• [TASK STATEMENT] Could you restate word for word every line from the one containing "facade in the photo above." to the end of the records, and nothing else?

• [GIVEN DATA]

::::::::

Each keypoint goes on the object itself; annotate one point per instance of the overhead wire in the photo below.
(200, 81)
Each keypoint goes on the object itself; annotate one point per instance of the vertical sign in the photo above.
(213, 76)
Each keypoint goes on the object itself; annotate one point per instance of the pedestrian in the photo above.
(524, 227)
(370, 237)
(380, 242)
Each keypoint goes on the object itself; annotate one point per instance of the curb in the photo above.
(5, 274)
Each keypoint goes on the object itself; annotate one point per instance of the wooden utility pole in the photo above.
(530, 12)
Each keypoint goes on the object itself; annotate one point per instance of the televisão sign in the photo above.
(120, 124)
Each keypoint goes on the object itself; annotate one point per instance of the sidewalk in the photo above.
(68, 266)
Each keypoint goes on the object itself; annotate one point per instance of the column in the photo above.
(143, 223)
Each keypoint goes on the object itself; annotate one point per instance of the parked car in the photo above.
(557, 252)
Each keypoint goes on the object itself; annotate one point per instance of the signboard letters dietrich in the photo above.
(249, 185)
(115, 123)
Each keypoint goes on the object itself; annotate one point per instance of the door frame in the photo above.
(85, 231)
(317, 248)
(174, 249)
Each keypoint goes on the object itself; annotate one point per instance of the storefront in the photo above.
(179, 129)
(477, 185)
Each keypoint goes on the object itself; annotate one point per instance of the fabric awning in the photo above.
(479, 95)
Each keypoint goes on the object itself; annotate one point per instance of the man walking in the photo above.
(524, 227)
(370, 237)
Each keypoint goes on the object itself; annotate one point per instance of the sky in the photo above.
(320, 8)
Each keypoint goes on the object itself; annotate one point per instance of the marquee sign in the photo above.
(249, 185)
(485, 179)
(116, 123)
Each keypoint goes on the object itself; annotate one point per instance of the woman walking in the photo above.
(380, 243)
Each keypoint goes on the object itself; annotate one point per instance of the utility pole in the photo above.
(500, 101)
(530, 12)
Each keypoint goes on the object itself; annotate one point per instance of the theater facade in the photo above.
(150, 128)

::::::::

• [SOLUTION TO THE PROBLEM]
Each keypoint goes on the object itself; annotate one point per instance of the theater facade in the photo above.
(150, 128)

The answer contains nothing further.